Only the pictures are to be omitted; every entry beneath should otherwise be duplicated exactly.

** Stored data entries **
==*==

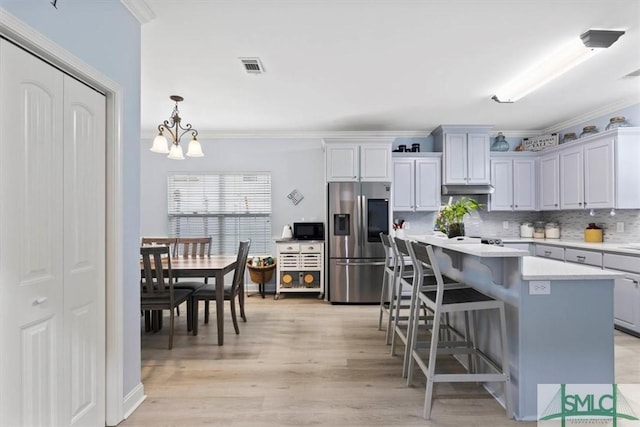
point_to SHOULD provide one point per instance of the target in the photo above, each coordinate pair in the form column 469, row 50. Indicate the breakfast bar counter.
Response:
column 559, row 316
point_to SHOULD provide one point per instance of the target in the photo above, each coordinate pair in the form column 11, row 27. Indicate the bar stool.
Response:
column 407, row 306
column 388, row 276
column 443, row 301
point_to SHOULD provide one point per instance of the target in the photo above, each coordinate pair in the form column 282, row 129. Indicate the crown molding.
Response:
column 594, row 114
column 140, row 10
column 301, row 134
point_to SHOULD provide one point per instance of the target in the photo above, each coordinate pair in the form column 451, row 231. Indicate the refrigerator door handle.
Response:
column 358, row 264
column 363, row 223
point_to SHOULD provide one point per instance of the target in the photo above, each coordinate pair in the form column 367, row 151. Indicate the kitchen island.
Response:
column 559, row 316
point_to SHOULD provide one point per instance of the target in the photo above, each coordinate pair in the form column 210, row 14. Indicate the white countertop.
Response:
column 537, row 268
column 626, row 248
column 470, row 246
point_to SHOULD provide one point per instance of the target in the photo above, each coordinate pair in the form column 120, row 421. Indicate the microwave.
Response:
column 308, row 230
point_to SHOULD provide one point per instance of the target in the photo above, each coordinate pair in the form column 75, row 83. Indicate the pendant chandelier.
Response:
column 176, row 130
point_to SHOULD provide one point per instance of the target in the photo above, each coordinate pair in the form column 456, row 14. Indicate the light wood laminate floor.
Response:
column 300, row 361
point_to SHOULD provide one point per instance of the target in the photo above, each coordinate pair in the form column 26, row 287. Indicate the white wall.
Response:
column 293, row 163
column 106, row 36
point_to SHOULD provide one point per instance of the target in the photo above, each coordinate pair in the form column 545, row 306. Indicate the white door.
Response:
column 31, row 259
column 524, row 185
column 403, row 185
column 550, row 182
column 478, row 170
column 50, row 347
column 599, row 175
column 502, row 181
column 427, row 173
column 84, row 254
column 571, row 179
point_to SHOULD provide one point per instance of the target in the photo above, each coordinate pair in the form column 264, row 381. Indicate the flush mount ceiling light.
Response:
column 558, row 63
column 176, row 130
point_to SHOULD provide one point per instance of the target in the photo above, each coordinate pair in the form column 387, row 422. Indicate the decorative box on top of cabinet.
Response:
column 513, row 176
column 358, row 159
column 416, row 182
column 465, row 149
column 300, row 267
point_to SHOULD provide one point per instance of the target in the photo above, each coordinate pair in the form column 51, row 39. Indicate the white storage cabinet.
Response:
column 595, row 172
column 416, row 182
column 549, row 182
column 514, row 182
column 357, row 160
column 300, row 267
column 465, row 149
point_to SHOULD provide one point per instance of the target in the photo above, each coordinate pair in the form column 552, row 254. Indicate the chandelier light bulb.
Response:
column 195, row 149
column 176, row 152
column 160, row 145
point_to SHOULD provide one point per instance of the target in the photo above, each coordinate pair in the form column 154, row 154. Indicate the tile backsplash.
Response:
column 572, row 223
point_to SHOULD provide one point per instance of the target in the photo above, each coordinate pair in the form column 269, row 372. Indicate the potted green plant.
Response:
column 450, row 217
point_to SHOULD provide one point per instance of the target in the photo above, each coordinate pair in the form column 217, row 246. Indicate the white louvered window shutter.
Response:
column 228, row 207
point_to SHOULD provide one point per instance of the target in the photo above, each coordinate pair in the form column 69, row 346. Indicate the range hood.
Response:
column 463, row 190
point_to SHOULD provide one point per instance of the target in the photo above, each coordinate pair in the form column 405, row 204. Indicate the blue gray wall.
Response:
column 106, row 36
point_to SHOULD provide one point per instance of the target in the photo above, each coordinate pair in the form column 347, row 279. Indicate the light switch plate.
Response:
column 539, row 287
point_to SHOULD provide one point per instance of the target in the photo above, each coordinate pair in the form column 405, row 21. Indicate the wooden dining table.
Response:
column 214, row 266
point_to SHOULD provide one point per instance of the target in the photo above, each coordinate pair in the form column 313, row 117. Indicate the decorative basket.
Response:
column 261, row 274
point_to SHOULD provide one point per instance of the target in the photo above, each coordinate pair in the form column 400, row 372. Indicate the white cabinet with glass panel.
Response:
column 300, row 267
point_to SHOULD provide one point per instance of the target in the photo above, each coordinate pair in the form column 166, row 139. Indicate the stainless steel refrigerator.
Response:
column 358, row 213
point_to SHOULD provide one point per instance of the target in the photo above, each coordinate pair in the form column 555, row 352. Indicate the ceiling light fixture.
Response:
column 176, row 130
column 558, row 63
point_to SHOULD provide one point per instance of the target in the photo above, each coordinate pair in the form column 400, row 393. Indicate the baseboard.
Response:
column 133, row 399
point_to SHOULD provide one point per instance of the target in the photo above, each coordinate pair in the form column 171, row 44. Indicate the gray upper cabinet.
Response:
column 357, row 160
column 597, row 172
column 465, row 157
column 514, row 180
column 416, row 183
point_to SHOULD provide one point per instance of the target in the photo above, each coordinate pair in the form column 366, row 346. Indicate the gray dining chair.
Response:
column 157, row 290
column 231, row 292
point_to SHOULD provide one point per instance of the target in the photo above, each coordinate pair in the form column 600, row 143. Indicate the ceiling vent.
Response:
column 634, row 73
column 252, row 65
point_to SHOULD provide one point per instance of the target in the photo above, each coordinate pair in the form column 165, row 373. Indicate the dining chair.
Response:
column 192, row 247
column 157, row 290
column 231, row 292
column 160, row 241
column 468, row 302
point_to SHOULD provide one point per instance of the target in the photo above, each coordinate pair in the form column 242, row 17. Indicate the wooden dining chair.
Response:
column 192, row 247
column 157, row 290
column 231, row 292
column 160, row 241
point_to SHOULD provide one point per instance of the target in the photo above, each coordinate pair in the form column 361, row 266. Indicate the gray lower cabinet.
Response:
column 548, row 251
column 626, row 296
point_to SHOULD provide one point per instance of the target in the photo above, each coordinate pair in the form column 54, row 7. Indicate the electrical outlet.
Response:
column 539, row 287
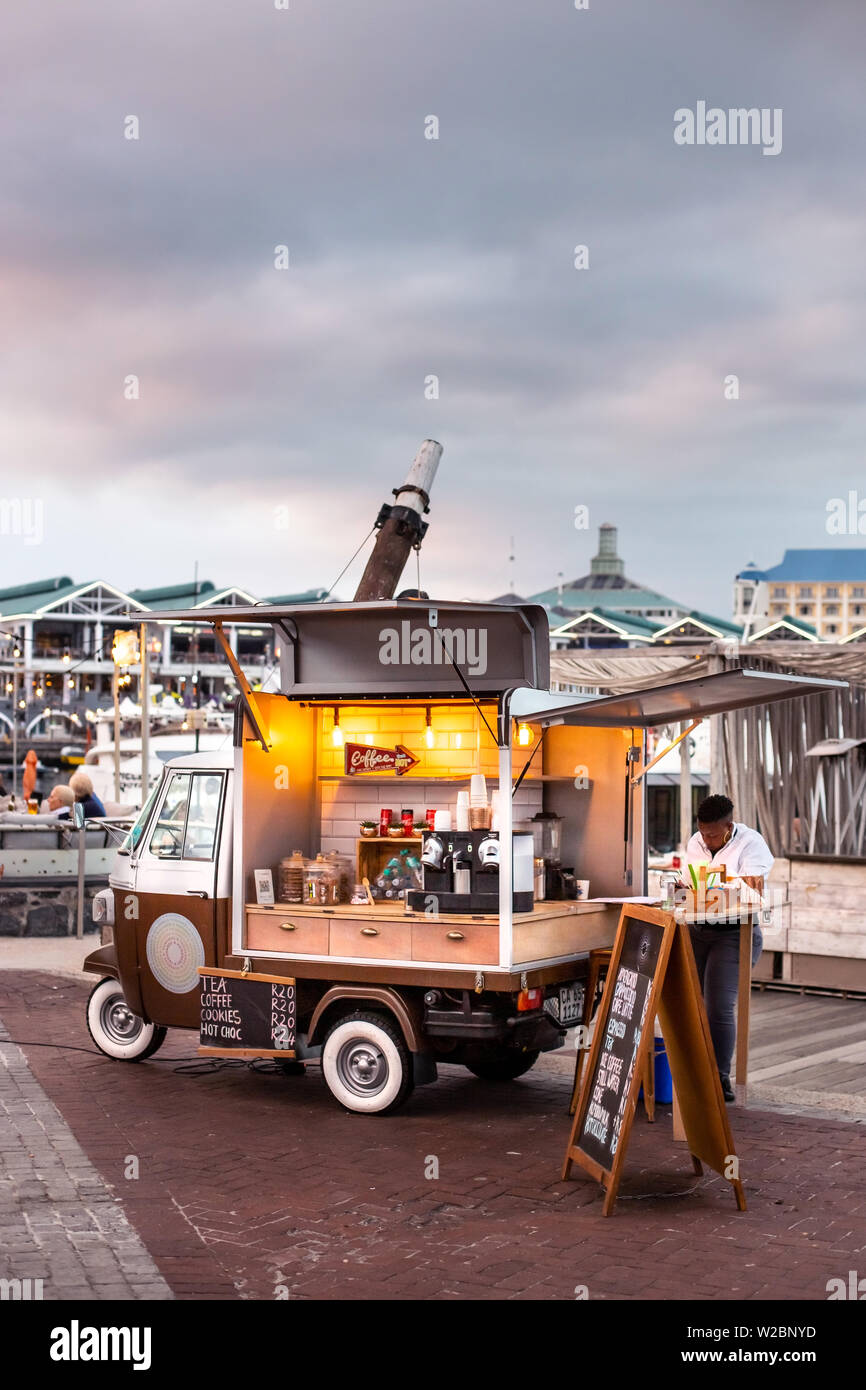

==*==

** Answer box **
point_to SHOULD provide one point per instance of the target in the photo above, each coordinate pair in the form column 469, row 50. Indicate the breakfast bar counter.
Response:
column 559, row 316
point_to SHOULD provide one point per instance of the target in the photo above, each coordinate pair in the form column 11, row 27. Indicate the bar stool.
Response:
column 407, row 306
column 388, row 276
column 443, row 301
point_to SHOULD provide one point per instance of the target in the photo above, each coordinate pair in the form column 282, row 129. Indicate the crown molding.
Response:
column 594, row 114
column 140, row 10
column 301, row 134
point_to SHOULD provide one point per instance of the target in the photo above, each coordinate pair in the form column 451, row 231. Indicate the refrigerator door handle.
Response:
column 358, row 264
column 363, row 223
point_to SHOULD provide one point per instance of the target in the photo above, each coordinate pair in the form column 367, row 151. Indicate the kitchen island.
Response:
column 559, row 316
point_to SHOULD provide one point per instance of the target in the photo above, each coordinate pair in the form column 210, row 14. Indicate the white countertop.
Response:
column 537, row 268
column 626, row 248
column 470, row 246
point_to SHOULD provide one point per instance of the target in the photo above, each coordinate pair in the form column 120, row 421. Indicate the microwave.
Response:
column 308, row 230
point_to SHOULD provide one point per instance of the target in the photo above, each coordinate pair in the form column 75, row 83. Indicate the pendant chandelier.
Response:
column 176, row 130
point_to SHOULD provide one point per instance of the target in the photo above, each coordinate pair in the form column 456, row 14. Indicate the light wood laminate floor.
Response:
column 300, row 361
point_to SHOULD provide one point per instance of the target in the photo above, each coordinate pair in the form column 26, row 287. Indicate the white wall.
Response:
column 293, row 163
column 106, row 36
point_to SHOULD provide one point per instance of the target in the photo above, each coordinate pair in the form column 545, row 306. Indicate the white door.
Response:
column 31, row 259
column 524, row 185
column 403, row 185
column 550, row 182
column 478, row 170
column 50, row 347
column 599, row 175
column 502, row 181
column 427, row 173
column 84, row 254
column 571, row 179
point_to SHOULD provide one point per instance of the target in the photo above, each coordinate pair in the form column 264, row 381. Indicate the flush mount ceiling light.
Response:
column 558, row 63
column 176, row 130
point_to SHOULD provide one point per instance of the target in the photo above, each coordinate pair in the form column 387, row 422. Indicate the decorative box on top of cabinet.
Response:
column 513, row 176
column 358, row 159
column 416, row 182
column 465, row 149
column 300, row 267
point_to SHOULD provide one point per instance of the target in the photo above, each coordinate pair in the form column 51, row 39. Indicate the white storage cabinet.
Response:
column 595, row 172
column 416, row 182
column 549, row 182
column 514, row 182
column 357, row 160
column 300, row 267
column 465, row 149
point_to SHOULD provide one point per instance of the target in the photo above, each coordinate pair in the form column 552, row 254. Indicate the chandelier light bulb.
Response:
column 195, row 149
column 176, row 152
column 160, row 145
point_to SHOULD provide one point per instance of the target in the photo above, each coordinate pair in the form column 154, row 154. Indicate the tile backsplash.
Response:
column 572, row 223
point_to SHOULD provide one point per instance of the target in the photo above, each coordinate pair in the form column 269, row 372. Indicate the potted green plant.
Response:
column 450, row 217
point_to SHOULD provide one point per instance of the target in the photo above, each coordinate pair in the form column 217, row 246. Indicate the white louvered window shutter.
Response:
column 228, row 207
point_to SHOULD provide one point per instance of the target in the photo above, each coordinate pair in the form column 69, row 346. Indicate the range hood.
Response:
column 463, row 190
point_to SHOULD provide one point per instance of the target in the photo above, each coordinate pair in the form column 405, row 204. Indicate the blue gray wall.
Response:
column 106, row 36
point_to SHOULD provide one point per instance of the target in the photo above, each coordinate pair in the form column 347, row 279. Indicate the light switch plate.
Response:
column 539, row 287
point_to SHOULD provide one point per instance of the target in the photo above, each coordinate pair in the form column 405, row 21. Indicate the wooden dining table.
Response:
column 214, row 266
point_to SHOULD provide one point per instance of the target in the photo above, each coordinate pair in the form column 313, row 117. Indicate the decorative basket.
Response:
column 261, row 274
point_to SHOULD provide one point per instance of the target in the photo above, each coordinate pair in the form column 400, row 372. Indicate the white cabinet with glass panel.
Response:
column 300, row 267
point_to SHOULD provide one point per instance of the target in the photo above, each coordinate pair in the form column 166, row 139. Indicate the stainless steel refrigerator.
Response:
column 358, row 213
point_to SHOULD provide one point per instance of the target in the photo above, each coordinate pair in the form column 555, row 352. Indicate the ceiling light fixture.
Response:
column 176, row 130
column 558, row 63
point_to SHOULD provide one point per instance of the target in the photo above, each coordinate pair in the form column 400, row 393. Indicate the baseboard.
Response:
column 133, row 399
point_to SHOULD provide one point per instance of the target in the photo above, each coordinate pair in the form column 171, row 44. Indicate the gray upper cabinet.
Response:
column 357, row 160
column 597, row 172
column 465, row 157
column 514, row 180
column 416, row 183
point_to SHOULD provide one point per instance of the target in the photo above, each coordinate pair in the form column 366, row 346. Indicate the gray dining chair.
Response:
column 157, row 290
column 231, row 292
point_to SHOULD provide one point per instance of the target in the photo above, each coordinate pair in the form column 600, row 143. Indicate the ceiling vent.
Response:
column 634, row 73
column 252, row 65
point_to SHOULD provide one point per instance of the target in the photo above, each coordinate pair in the form column 165, row 373. Indicate the dining chair.
Response:
column 192, row 247
column 157, row 290
column 231, row 292
column 160, row 241
column 468, row 302
point_to SHOULD provide one point per instance of the target in the photo above, each coordinate pair in the form column 242, row 17. Indicate the wooden dining chair.
Response:
column 192, row 247
column 157, row 290
column 231, row 292
column 160, row 241
point_to SHOULD provide one point per instance of the target in the photo above, each coordinate pair in the form column 361, row 266. Indicate the gray lower cabinet.
Response:
column 548, row 251
column 626, row 296
point_to SHOULD provide one point per instance of the target in the photo above, each coordinate pair in the form column 54, row 7. Indicate the electrical outlet.
Response:
column 539, row 287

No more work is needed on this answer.